What is being asked –
Pull out every line with the word "mask" from the entries below.

################

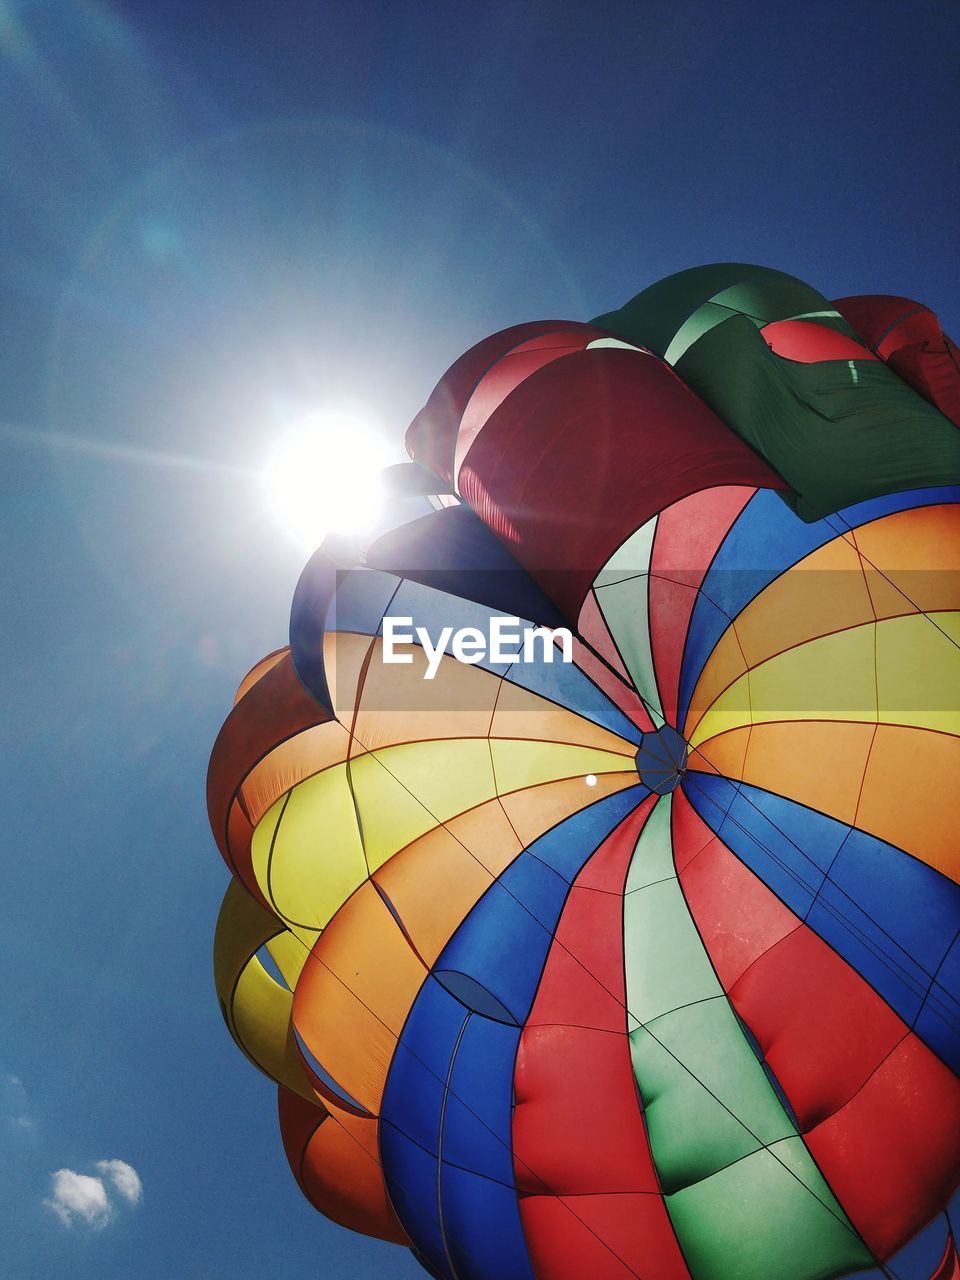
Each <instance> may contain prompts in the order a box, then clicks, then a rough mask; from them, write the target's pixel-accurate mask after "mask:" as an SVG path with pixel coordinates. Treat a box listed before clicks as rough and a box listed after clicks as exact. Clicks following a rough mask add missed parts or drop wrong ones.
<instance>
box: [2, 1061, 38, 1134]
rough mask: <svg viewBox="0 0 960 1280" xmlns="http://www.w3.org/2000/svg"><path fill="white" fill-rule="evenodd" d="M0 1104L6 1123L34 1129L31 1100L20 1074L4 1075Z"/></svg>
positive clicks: (15, 1126)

################

Response area –
Each <instance> may contain prompts in the order a box, then clicks, then a rough mask; from them, write the target's pixel-accurate mask after "mask:" as an SVG path with pixel coordinates. Treat a box listed before clicks as rough and a box listed after clicks as exact. Clicks following a rough mask add missed parts or drop wrong ones.
rough mask: <svg viewBox="0 0 960 1280" xmlns="http://www.w3.org/2000/svg"><path fill="white" fill-rule="evenodd" d="M0 1104L6 1123L34 1129L31 1100L20 1074L4 1075Z"/></svg>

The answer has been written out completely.